#### [TO DO]
Rewrite these lines with every "wooden chair" changed to "wooden stool" and everything else kept the same. Leave the pictures out.

#### [MATERIAL]

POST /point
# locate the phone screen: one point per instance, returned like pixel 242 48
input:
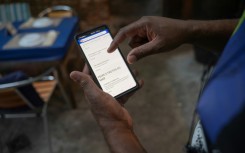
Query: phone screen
pixel 110 69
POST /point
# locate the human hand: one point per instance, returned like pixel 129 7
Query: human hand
pixel 108 112
pixel 122 100
pixel 151 35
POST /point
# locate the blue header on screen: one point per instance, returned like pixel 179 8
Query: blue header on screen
pixel 91 36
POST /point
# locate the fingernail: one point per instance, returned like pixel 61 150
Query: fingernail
pixel 76 77
pixel 132 59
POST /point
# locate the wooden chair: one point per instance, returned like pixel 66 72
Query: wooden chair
pixel 27 97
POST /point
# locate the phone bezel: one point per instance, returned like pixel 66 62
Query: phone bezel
pixel 103 27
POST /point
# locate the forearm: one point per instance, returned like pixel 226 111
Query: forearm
pixel 122 140
pixel 212 35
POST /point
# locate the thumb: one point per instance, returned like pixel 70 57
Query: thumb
pixel 142 51
pixel 90 89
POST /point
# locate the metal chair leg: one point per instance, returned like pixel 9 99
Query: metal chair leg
pixel 46 128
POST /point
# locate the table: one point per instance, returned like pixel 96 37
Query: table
pixel 35 60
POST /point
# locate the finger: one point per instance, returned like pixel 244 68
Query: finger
pixel 128 31
pixel 89 87
pixel 86 69
pixel 137 41
pixel 142 51
pixel 124 99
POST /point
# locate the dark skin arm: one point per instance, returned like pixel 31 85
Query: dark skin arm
pixel 113 119
pixel 152 35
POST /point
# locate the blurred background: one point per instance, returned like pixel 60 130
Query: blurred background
pixel 162 110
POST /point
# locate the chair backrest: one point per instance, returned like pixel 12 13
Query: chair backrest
pixel 14 12
pixel 21 91
pixel 58 11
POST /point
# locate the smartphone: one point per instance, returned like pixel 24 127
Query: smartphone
pixel 109 70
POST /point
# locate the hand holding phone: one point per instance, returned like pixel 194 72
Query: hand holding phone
pixel 109 70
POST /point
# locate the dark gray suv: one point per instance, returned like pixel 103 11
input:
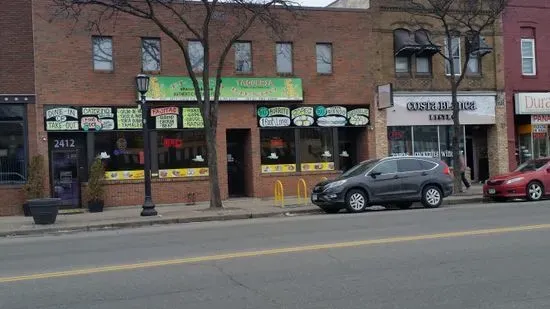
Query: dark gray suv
pixel 398 181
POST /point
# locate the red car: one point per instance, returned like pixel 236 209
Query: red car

#### [IN RESPONSE]
POST /point
# locate the phone screen: one point per instance, returned like pixel 242 48
input:
Query: phone screen
pixel 110 69
POST /point
# locate the human hand: one point per instance, returned like pixel 129 7
Query: human hand
pixel 108 112
pixel 122 100
pixel 151 35
POST /point
# locate the blue header on screen: one point per instance, returned like pixel 179 8
Query: blue header on screen
pixel 91 36
POST /point
# locate the fingernail: one point per instance, returned like pixel 61 150
Query: fingernail
pixel 76 77
pixel 132 59
POST /point
# locate the wooden stool: one point per instance, returned like pixel 66 72
Query: wooden stool
pixel 27 97
POST /point
# locate the phone bezel: one point per instance, returned like pixel 66 62
Query: phone bezel
pixel 103 27
POST /point
# locate the forearm: one point per instance, returned like pixel 226 111
Query: forearm
pixel 122 140
pixel 212 35
POST /point
# locate the thumb: one point per instance, returned like pixel 70 57
Query: thumb
pixel 142 51
pixel 90 89
POST /point
# locate the metal chair leg: one point per instance, returned like pixel 9 99
Query: metal chair leg
pixel 46 128
POST /point
# locate the table: one point per instance, returned like pixel 96 37
Query: table
pixel 35 60
POST /point
# locate the finger: one point per instance, returned like pixel 244 68
Query: finger
pixel 128 31
pixel 89 87
pixel 86 69
pixel 137 41
pixel 142 51
pixel 124 99
POST /point
# locate the dark skin arm: one point per instance, returned like pixel 31 85
Query: dark skin arm
pixel 113 119
pixel 152 35
POST /point
# locate the blurred background: one point per instance, returned like pixel 60 130
Query: blurred background
pixel 162 110
POST /point
# locate the chair backrest: one point per instance, returned like pixel 12 13
Query: chair backrest
pixel 14 12
pixel 21 91
pixel 58 11
POST /point
# locate the smartphone: one point per instance, returned like pixel 24 127
Query: smartphone
pixel 109 70
POST /point
# locate the hand holding phone: one point per instance, returned like pixel 194 72
Query: hand holding phone
pixel 109 70
POST /point
# locate the dark gray suv: one point per instance, returned like pixel 103 11
input:
Query: dark gray suv
pixel 398 181
POST /point
# locate the red car: one point per instance, returned like pixel 236 209
Query: red car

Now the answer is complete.